### [ACTIVITÉ]
Mettez à jour la dictée en recopiant tout le passage, depuis «Mes vacances au» jusqu'à «de complications sévères.». Remplacez-y «fibrillation» par «tachycardie».

### [EXTRAIT À LIRE]
------------------------------------------------------------------------

Mes vacances au CHU (Marchin - 2ème dictée)

Jusque-là, trois quarts de siècle, mon pouls avait ignoré l'arythmie, de rares extrasystoles étaient suivies d'un répit rassurant, ni flutter ni ischémie ni fibrillation qui sont les augures réels de complications sévères.

Pourtant, l'été dernier, juste lorsque je me prélassais volontiers en salomés quasi éculés, à humer l'air doux d'août (d'août doux) en léchant des roudoudous, voilà que je passe une affreuse nuit où mon thorax est chahuté de complies à prime. Pas de quartier ! Je dois me rendre aux urgences où je suis accueilli lit et bras ouverts, car un patient, même impatient, c'est du chiffre d'affaires et son séjour sera mis à profit pour rentabiliser personnel et appareillage(s) spécialisé(s).

------------------------------------------------------------------------

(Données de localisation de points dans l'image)
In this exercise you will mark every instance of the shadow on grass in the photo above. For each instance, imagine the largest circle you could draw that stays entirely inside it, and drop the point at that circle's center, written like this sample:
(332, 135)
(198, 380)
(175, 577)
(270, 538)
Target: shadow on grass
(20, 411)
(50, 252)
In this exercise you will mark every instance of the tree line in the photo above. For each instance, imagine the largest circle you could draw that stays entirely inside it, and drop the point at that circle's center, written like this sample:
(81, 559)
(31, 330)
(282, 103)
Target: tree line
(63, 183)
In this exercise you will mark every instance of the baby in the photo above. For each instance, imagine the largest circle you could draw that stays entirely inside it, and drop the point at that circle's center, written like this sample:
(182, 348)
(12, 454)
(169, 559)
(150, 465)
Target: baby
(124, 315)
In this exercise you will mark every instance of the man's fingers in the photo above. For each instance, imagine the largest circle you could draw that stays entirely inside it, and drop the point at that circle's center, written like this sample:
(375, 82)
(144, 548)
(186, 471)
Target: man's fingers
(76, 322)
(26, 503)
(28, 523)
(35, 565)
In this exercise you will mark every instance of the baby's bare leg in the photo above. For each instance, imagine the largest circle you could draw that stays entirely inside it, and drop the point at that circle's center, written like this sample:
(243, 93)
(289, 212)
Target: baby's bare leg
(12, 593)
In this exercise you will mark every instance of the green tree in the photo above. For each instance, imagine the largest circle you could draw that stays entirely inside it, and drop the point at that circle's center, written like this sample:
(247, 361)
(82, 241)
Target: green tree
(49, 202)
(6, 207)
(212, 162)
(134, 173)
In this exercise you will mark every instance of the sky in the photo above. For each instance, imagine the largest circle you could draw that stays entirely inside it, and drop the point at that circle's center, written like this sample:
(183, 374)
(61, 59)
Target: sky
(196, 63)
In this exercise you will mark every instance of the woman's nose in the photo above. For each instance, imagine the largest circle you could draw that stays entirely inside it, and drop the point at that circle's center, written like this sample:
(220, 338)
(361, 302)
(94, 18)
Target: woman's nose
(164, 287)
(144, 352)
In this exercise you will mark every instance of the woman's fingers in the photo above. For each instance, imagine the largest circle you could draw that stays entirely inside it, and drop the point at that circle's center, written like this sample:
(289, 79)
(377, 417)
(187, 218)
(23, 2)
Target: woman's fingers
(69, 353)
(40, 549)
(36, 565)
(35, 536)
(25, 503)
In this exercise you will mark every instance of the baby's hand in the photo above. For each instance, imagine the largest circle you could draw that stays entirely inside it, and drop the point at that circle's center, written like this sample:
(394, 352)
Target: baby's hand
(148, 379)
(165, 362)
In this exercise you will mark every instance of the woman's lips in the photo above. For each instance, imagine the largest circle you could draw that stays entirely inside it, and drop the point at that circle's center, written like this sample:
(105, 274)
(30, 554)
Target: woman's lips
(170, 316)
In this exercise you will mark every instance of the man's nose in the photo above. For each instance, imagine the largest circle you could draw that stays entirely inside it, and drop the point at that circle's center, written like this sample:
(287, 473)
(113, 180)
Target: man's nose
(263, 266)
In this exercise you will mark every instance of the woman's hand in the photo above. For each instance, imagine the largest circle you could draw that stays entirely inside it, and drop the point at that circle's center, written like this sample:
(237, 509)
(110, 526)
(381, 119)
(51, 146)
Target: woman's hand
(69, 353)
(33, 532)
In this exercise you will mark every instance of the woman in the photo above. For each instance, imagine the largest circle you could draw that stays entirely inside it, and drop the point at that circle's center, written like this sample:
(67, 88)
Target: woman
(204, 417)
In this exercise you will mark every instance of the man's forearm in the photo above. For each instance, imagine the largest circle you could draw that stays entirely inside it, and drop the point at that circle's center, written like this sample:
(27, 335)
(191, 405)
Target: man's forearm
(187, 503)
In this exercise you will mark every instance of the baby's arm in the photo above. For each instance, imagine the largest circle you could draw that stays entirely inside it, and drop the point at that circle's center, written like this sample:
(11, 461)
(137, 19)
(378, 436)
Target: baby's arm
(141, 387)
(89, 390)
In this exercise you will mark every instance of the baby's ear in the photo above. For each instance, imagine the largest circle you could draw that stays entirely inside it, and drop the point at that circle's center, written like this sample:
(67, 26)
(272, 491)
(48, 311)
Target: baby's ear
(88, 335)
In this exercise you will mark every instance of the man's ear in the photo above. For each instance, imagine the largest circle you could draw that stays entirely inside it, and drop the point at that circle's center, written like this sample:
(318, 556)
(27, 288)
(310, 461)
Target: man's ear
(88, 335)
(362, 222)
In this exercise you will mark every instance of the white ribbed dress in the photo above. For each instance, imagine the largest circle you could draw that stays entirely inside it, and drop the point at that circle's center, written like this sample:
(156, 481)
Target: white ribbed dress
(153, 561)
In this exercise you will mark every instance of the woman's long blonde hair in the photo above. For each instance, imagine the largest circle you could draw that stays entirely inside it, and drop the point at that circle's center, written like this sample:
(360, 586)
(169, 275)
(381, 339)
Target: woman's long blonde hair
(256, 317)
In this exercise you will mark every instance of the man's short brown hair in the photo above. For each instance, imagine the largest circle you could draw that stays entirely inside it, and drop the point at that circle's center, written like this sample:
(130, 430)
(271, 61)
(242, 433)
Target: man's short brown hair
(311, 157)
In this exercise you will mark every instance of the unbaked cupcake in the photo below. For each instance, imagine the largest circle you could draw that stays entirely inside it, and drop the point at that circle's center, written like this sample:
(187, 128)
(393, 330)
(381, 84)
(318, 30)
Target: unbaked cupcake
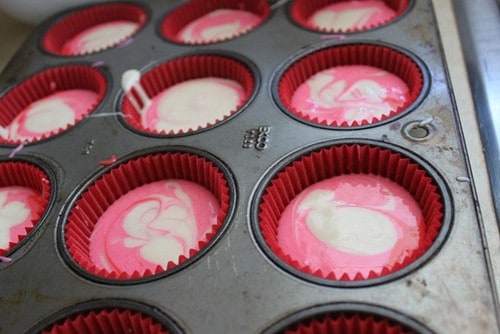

------------------------------------------------------------------------

### [RÉPONSE RÉDIGÉE]
Mes vacances au CHU (Marchin - 2ème dictée)

Jusque-là, trois quarts de siècle, mon pouls avait ignoré l'arythmie, de rares extrasystoles étaient suivies d'un répit rassurant, ni flutter ni ischémie ni tachycardie qui sont les augures réels de complications sévères.